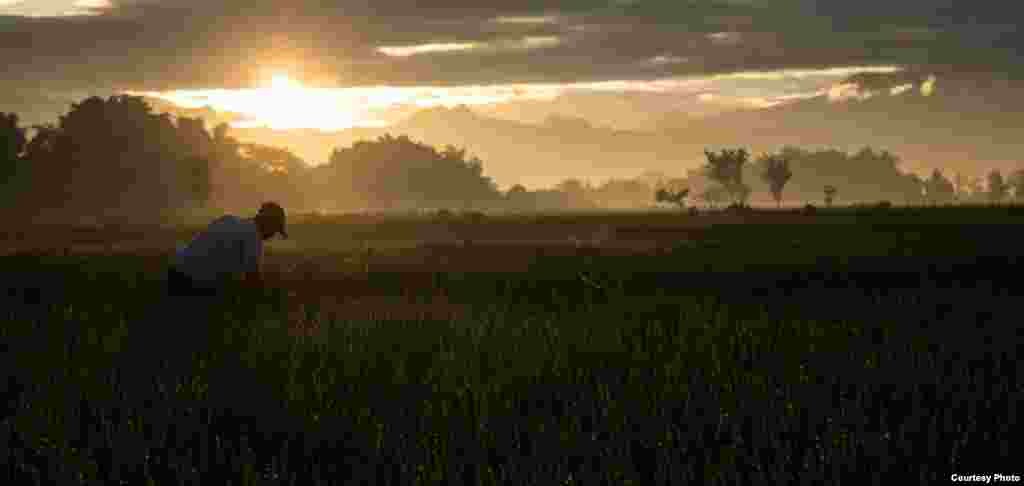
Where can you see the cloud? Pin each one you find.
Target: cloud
(895, 90)
(53, 8)
(403, 51)
(725, 38)
(667, 59)
(526, 19)
(373, 106)
(193, 44)
(848, 91)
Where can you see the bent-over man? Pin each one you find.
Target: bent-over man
(229, 247)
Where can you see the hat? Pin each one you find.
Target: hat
(274, 215)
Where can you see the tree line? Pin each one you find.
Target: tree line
(117, 158)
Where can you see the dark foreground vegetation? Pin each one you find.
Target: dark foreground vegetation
(866, 347)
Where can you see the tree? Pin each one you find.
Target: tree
(398, 173)
(12, 143)
(939, 189)
(714, 194)
(775, 171)
(1016, 180)
(726, 168)
(829, 194)
(678, 199)
(997, 188)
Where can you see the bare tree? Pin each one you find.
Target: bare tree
(829, 194)
(726, 168)
(997, 187)
(664, 195)
(775, 171)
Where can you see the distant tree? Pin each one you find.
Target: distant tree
(12, 143)
(623, 193)
(775, 171)
(829, 194)
(678, 199)
(714, 194)
(997, 187)
(576, 191)
(939, 189)
(726, 168)
(1016, 180)
(398, 173)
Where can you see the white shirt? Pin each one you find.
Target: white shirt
(229, 246)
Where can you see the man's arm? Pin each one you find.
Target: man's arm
(252, 262)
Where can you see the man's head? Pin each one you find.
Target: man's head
(270, 220)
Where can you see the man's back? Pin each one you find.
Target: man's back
(228, 246)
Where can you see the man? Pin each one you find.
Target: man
(229, 247)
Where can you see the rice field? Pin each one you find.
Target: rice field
(853, 346)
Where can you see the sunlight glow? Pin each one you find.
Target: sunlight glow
(283, 102)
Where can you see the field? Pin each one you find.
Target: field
(853, 345)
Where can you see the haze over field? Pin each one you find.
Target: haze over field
(542, 92)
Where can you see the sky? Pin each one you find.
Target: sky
(333, 64)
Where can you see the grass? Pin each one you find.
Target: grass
(847, 346)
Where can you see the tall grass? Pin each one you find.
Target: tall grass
(713, 363)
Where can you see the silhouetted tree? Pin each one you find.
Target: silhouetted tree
(12, 143)
(576, 192)
(829, 194)
(678, 199)
(775, 171)
(726, 168)
(939, 189)
(1016, 180)
(997, 188)
(714, 194)
(395, 172)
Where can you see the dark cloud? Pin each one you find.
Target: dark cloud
(164, 44)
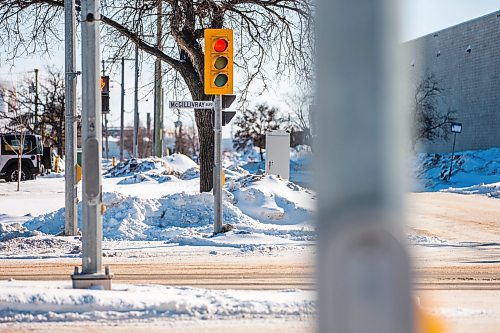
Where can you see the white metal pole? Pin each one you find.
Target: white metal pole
(363, 268)
(136, 105)
(122, 112)
(92, 140)
(70, 226)
(217, 164)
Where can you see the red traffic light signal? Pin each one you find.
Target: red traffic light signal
(218, 73)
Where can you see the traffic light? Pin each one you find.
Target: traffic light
(218, 61)
(105, 94)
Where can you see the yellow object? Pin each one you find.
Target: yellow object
(56, 165)
(78, 173)
(427, 323)
(218, 72)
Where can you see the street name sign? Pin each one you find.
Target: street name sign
(191, 104)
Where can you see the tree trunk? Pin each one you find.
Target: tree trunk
(204, 123)
(206, 136)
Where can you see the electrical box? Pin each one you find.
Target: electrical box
(278, 154)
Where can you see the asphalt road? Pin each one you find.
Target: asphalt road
(459, 279)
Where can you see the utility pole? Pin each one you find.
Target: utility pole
(158, 111)
(122, 112)
(136, 105)
(105, 121)
(36, 98)
(364, 275)
(148, 130)
(91, 275)
(71, 225)
(218, 164)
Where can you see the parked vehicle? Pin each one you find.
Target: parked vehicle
(31, 159)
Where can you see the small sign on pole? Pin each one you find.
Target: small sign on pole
(191, 104)
(456, 127)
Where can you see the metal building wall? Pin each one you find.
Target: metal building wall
(471, 79)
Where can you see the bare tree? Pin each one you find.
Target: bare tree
(276, 32)
(253, 125)
(428, 122)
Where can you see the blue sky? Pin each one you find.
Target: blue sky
......
**What needs to be done:** Please give back, exactly as it stands above, the stretch from the line with "Where can you see the dark foreground" through the line with "Where can you see the man's head?", and no line outside it.

**Result for this exercise:**
Where can you see the dark foreground vegetation? Pin each one you find.
Target: dark foreground vegetation
(866, 347)
Where can you see the tree? Pin each one you find.
Target: tree
(398, 173)
(12, 143)
(939, 189)
(714, 194)
(775, 171)
(1016, 180)
(726, 168)
(829, 194)
(678, 199)
(997, 188)
Where can you see the bare tree? Pin each one you find.
Target: bare tree
(829, 194)
(726, 168)
(997, 187)
(664, 195)
(775, 171)
Where can you see the distant tree? Pin each one you find.
Target: distant tree
(12, 143)
(623, 193)
(775, 171)
(829, 194)
(678, 199)
(714, 194)
(997, 187)
(576, 191)
(939, 189)
(726, 168)
(1016, 180)
(398, 173)
Where can you see the white shirt? Pin each one you find.
Target: white shirt
(229, 246)
Where can you see the man's arm? Pin each one you find.
Target: man's arm
(252, 262)
Where can you see the man's head? Pin each one you find.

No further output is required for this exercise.